◆ WHAT IS REQUIRED
Throughout the listing below, copy each line containing "edge".

◆ INFORMATION GIVEN
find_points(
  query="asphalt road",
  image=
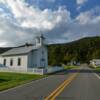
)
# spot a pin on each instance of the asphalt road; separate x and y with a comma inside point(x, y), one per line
point(85, 86)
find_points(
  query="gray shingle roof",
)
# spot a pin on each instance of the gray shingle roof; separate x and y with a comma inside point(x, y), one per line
point(19, 50)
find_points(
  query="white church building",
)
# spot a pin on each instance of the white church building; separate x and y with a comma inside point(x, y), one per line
point(28, 56)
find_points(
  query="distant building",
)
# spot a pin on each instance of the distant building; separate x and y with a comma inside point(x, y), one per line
point(28, 56)
point(95, 62)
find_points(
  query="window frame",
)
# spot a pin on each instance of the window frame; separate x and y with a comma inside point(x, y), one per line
point(19, 62)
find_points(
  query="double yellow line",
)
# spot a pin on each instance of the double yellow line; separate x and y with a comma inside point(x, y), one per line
point(56, 92)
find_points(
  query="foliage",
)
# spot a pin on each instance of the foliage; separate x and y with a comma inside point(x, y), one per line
point(82, 50)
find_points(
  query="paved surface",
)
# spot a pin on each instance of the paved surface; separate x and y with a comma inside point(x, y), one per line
point(86, 86)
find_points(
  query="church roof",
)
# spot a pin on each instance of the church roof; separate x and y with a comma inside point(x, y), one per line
point(19, 50)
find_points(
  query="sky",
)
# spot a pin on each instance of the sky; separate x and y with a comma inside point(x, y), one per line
point(60, 21)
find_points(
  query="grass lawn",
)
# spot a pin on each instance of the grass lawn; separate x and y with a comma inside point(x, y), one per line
point(71, 67)
point(9, 80)
point(98, 68)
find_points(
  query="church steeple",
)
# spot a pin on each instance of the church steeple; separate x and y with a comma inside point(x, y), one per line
point(40, 40)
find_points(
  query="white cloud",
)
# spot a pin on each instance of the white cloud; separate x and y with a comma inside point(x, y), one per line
point(25, 21)
point(89, 17)
point(52, 1)
point(80, 2)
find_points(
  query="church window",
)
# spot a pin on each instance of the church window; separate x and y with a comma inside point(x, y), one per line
point(19, 61)
point(4, 62)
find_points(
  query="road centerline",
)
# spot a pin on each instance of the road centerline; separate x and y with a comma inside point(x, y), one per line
point(60, 88)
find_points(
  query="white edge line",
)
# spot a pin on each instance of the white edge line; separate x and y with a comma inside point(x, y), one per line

◆ ANSWER SPACE
  query="white edge line",
# spot a pin on each instance of the white edge line; separate x and y with a comma inside point(x, y), one per line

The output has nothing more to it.